● Work request: Below are the records; retype each one exactly.

Items listed in a dataset
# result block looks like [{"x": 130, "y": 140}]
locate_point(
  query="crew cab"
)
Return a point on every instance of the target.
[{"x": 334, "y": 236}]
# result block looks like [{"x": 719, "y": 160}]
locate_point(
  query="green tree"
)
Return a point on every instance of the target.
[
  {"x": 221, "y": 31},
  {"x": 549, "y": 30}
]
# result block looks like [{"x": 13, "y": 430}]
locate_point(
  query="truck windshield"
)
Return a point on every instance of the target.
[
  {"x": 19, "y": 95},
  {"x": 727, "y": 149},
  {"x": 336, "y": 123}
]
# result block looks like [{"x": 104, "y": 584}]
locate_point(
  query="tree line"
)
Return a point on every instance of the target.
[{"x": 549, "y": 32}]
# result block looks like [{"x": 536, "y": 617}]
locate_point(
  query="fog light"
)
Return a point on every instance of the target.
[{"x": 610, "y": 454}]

● Your solution:
# result block looks like [{"x": 130, "y": 140}]
locate_point(
  query="crew cab"
)
Return a point on every instance of the target.
[{"x": 334, "y": 236}]
# result block looks like [{"x": 719, "y": 160}]
locate_point(
  query="green tree"
)
Return a point on every instance of the target.
[
  {"x": 221, "y": 31},
  {"x": 549, "y": 30}
]
# result block looks like [{"x": 13, "y": 430}]
locate_point(
  query="truck windshield"
)
Return a point on every instance of the target.
[
  {"x": 19, "y": 95},
  {"x": 727, "y": 149},
  {"x": 336, "y": 123}
]
# result block looks like [{"x": 104, "y": 584}]
locate_point(
  query="tree line"
)
Return a point on every instance of the target.
[{"x": 549, "y": 32}]
# result block looks like [{"x": 536, "y": 617}]
locate_point(
  query="fog light"
)
Return a point on every instance of the target.
[{"x": 610, "y": 454}]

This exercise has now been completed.